* **Required work**
Print the data below exactly, but only the lines from the one containing "the blue podium" down to the one containing "of the eyeglasses", inclusive.

* **Provided records**
☆ ☆ ☆ ☆ ☆ ☆ ☆

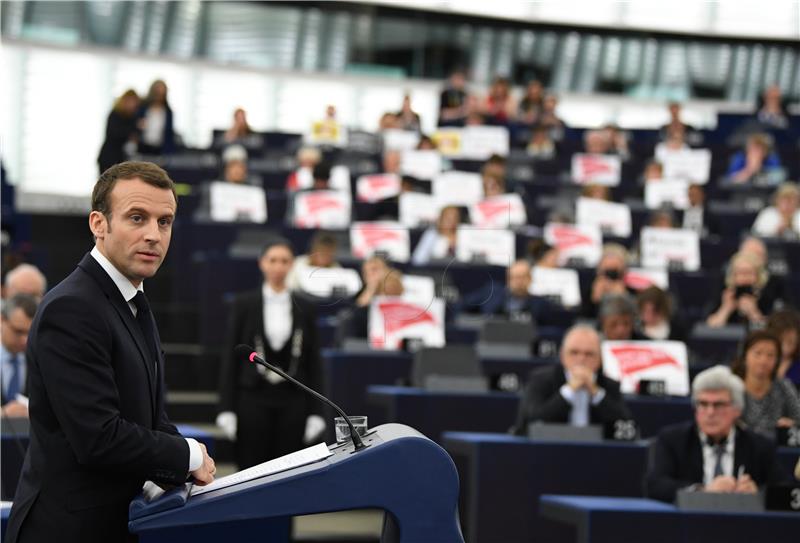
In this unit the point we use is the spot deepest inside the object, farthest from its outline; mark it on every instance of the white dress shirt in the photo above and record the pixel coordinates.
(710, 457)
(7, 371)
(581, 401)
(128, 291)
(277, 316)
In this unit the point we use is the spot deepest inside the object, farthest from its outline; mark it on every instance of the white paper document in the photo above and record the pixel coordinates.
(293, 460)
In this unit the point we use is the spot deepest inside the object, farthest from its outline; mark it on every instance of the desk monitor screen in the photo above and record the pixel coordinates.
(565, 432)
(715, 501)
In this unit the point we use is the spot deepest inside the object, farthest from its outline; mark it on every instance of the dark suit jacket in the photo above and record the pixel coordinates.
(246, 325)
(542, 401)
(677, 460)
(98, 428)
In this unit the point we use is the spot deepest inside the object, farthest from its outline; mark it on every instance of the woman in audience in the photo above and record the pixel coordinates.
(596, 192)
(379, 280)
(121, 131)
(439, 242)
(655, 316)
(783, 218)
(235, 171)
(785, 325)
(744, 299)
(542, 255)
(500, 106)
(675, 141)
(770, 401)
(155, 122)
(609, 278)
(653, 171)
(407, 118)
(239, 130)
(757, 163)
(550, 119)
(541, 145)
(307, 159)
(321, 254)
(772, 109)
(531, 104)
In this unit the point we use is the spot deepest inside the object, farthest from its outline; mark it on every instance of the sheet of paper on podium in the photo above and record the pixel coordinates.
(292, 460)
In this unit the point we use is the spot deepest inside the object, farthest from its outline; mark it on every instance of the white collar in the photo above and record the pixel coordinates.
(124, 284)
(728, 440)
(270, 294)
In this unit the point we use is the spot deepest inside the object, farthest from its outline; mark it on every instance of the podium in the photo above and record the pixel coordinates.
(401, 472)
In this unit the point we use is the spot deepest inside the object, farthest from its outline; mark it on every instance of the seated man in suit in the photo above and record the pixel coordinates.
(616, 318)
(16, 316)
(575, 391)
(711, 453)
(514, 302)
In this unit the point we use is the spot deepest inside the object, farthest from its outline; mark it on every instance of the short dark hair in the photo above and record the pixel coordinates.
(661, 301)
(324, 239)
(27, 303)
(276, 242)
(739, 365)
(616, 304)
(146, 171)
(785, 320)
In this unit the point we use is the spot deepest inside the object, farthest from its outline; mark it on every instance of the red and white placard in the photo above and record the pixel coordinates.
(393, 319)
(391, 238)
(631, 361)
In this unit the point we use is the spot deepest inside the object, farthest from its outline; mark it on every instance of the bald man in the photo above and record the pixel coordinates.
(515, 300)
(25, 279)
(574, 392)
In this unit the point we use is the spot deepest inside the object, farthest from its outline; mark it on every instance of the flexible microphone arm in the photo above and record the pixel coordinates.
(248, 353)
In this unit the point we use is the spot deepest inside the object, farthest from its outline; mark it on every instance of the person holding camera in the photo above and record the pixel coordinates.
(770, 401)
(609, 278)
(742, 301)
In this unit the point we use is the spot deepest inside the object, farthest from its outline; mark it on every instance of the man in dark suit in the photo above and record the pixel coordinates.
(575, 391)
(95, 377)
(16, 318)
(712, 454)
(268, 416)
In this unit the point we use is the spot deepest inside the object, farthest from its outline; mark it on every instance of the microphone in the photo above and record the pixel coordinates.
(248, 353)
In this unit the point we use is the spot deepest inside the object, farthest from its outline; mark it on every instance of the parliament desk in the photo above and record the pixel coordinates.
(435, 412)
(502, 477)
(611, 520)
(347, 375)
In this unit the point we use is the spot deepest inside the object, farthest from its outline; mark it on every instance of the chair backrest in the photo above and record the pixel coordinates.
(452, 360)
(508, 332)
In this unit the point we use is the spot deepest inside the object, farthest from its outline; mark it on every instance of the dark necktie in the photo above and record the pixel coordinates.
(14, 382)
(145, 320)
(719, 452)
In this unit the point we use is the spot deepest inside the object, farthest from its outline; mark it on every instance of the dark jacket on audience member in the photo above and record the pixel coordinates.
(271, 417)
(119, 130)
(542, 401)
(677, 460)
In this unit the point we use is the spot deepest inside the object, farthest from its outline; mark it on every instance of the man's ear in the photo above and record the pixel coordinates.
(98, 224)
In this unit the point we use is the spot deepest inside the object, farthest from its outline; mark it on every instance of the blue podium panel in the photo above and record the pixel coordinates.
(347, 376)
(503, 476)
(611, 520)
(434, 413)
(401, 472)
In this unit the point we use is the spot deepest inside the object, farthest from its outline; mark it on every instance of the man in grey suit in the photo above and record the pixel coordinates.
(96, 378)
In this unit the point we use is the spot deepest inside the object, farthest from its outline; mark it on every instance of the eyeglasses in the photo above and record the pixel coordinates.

☆ ☆ ☆ ☆ ☆ ☆ ☆

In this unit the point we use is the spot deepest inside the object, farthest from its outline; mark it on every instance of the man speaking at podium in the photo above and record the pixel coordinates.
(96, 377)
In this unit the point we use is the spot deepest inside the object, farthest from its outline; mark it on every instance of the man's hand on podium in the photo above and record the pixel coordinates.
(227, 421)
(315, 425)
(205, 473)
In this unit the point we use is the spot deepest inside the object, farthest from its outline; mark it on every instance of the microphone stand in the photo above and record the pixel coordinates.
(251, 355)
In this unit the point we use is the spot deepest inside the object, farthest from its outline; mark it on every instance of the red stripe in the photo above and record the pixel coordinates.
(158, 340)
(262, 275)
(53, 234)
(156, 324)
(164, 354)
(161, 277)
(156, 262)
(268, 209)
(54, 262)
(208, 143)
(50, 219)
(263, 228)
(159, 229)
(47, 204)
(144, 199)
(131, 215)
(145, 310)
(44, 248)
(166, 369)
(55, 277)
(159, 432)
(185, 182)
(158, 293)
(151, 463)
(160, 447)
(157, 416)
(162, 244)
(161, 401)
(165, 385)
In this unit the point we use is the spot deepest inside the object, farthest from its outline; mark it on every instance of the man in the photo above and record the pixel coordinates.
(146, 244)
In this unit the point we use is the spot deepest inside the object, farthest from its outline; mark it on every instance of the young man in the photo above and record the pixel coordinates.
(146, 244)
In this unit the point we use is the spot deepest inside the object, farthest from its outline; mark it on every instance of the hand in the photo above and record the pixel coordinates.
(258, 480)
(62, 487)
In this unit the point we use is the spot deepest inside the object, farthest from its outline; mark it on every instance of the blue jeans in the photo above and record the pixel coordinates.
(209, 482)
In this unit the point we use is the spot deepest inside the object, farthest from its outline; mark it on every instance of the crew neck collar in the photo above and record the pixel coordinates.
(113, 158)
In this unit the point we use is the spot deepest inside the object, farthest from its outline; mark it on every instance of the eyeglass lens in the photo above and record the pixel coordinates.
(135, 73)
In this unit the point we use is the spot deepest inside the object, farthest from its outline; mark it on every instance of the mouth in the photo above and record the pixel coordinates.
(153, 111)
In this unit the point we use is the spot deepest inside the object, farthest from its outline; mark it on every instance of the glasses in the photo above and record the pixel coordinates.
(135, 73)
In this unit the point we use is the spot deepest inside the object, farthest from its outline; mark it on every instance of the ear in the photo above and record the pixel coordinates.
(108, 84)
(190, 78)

☆ ☆ ☆ ☆ ☆ ☆ ☆

* **Reply to the exercise**
In this unit the point we use is the spot deepest inside the object, farthest from its outline; mark it on every instance of the blue podium panel in the photo above and record the pixel coordinates.
(347, 376)
(503, 476)
(611, 520)
(434, 413)
(401, 472)
In this unit the point we use is the spot deepest inside the object, farthest from its outline; mark it on every instance of the man in grey suit in the photo above and record the pixel coordinates.
(96, 378)
In this unit the point we use is the spot deepest inside the object, farthest from its outline; mark it on every instance of the eyeglasses in the photo above and record the pixel coordinates.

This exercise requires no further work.